* [Short problem]:
Pick out each line of the records containing the string "green" and copy those lines.

___ Extracted material

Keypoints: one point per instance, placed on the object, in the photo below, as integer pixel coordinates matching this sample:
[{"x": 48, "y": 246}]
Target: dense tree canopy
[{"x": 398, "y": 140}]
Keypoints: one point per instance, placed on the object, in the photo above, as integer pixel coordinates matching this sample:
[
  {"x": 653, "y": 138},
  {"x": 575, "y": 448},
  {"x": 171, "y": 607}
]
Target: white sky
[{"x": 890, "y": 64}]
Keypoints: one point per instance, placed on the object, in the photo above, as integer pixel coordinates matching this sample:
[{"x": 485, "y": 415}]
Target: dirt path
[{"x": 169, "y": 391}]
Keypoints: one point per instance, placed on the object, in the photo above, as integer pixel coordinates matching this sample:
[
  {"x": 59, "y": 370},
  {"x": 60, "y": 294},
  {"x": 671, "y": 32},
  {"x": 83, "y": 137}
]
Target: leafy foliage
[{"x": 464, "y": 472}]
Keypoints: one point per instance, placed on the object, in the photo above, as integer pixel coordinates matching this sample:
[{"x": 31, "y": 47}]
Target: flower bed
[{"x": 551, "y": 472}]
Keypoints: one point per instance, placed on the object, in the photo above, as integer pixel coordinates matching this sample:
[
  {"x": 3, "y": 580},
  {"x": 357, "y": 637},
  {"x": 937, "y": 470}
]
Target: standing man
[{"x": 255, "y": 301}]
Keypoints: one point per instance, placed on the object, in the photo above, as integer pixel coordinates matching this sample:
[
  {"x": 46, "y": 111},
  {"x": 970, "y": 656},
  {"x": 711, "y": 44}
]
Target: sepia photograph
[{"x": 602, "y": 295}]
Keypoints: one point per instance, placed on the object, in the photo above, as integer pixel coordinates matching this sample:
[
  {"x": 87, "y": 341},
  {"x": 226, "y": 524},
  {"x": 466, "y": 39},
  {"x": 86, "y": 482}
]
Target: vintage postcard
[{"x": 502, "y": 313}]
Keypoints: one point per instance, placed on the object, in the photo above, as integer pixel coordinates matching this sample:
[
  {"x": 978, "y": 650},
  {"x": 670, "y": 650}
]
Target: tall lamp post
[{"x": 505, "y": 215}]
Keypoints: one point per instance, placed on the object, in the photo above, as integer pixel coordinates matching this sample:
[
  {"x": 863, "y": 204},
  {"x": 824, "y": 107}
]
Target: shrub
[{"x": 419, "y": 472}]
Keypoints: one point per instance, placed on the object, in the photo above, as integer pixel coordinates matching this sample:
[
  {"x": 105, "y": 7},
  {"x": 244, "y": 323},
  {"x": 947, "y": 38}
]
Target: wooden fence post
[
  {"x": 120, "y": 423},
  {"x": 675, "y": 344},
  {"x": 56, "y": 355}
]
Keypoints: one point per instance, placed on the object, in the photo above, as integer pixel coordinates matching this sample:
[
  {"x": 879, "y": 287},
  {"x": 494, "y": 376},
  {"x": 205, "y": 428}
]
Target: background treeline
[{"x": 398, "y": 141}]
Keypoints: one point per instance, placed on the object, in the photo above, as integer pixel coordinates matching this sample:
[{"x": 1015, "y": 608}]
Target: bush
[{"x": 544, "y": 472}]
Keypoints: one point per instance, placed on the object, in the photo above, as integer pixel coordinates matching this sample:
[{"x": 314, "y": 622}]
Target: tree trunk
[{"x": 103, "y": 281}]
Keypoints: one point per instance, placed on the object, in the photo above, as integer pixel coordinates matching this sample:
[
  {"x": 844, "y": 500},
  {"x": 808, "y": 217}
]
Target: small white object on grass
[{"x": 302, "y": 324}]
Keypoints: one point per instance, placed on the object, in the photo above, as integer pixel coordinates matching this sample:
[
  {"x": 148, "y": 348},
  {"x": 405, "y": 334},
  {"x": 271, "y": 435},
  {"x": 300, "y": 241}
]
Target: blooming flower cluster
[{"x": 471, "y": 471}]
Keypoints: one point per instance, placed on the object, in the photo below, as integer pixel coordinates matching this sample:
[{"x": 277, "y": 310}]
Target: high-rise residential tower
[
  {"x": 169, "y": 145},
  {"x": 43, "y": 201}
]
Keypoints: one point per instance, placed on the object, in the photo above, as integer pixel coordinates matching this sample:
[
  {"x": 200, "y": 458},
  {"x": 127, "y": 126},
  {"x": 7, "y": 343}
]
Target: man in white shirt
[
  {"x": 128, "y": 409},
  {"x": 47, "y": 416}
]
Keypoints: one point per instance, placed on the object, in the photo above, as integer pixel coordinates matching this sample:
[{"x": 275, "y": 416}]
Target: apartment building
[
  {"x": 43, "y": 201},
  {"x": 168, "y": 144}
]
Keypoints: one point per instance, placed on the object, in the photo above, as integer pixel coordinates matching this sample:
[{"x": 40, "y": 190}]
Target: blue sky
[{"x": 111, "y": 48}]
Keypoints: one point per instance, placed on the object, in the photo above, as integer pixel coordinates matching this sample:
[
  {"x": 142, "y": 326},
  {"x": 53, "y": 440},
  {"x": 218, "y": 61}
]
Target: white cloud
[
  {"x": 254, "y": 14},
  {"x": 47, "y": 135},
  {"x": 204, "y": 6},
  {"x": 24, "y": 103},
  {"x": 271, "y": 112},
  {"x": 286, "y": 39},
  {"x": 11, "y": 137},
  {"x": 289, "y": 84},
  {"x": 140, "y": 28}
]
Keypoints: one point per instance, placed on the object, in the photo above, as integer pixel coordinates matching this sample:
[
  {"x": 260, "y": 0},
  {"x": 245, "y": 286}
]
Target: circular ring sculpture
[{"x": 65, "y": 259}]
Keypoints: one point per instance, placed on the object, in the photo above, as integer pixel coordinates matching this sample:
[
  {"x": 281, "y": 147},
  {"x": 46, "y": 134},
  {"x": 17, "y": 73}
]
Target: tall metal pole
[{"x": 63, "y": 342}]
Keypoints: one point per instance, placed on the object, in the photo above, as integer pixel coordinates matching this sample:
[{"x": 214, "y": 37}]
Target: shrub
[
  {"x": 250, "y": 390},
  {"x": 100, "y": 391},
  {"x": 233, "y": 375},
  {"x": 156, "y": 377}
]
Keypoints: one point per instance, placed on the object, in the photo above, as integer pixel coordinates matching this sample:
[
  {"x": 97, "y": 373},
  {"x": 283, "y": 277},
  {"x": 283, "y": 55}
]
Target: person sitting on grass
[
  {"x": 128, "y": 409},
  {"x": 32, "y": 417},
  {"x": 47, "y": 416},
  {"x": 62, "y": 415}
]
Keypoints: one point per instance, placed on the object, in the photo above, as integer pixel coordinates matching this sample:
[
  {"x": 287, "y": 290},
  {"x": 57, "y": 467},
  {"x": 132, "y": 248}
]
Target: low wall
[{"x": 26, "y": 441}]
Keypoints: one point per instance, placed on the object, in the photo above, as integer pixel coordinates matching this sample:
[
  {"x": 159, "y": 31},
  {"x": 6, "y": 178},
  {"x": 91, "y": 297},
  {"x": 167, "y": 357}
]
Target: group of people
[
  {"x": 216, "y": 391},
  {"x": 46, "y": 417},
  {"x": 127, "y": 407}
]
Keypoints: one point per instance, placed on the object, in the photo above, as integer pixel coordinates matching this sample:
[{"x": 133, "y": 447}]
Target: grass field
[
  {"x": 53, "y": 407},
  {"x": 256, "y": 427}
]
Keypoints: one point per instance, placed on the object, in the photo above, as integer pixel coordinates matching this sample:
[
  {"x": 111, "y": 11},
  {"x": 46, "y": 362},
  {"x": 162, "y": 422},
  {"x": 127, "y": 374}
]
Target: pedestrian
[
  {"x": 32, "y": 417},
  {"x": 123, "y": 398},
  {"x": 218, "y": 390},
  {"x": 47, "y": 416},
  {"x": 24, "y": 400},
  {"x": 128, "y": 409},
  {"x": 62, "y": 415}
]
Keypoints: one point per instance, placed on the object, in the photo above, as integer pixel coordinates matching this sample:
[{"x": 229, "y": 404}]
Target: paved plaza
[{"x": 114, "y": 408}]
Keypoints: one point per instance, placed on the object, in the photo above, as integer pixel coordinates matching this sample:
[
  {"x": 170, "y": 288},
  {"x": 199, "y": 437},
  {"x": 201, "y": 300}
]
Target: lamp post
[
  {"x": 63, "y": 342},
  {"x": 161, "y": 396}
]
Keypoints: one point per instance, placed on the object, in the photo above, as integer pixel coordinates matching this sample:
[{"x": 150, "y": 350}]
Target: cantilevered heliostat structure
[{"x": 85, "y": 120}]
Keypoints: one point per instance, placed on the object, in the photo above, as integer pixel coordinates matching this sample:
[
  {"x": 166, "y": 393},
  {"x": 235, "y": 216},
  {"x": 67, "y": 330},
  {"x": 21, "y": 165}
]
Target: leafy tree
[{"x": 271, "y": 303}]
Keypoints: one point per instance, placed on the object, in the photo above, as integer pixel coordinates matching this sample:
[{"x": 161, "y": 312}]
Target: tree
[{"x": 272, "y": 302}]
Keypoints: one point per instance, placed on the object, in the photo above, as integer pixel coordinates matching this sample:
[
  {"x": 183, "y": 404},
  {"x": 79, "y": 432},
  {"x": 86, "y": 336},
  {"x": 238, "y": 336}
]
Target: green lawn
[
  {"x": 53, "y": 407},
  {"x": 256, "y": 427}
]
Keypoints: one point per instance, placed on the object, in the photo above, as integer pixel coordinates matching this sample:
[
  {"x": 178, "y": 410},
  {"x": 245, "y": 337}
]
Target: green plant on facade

______

* [Result for this exercise]:
Target: green lawn
Target: green plant on facade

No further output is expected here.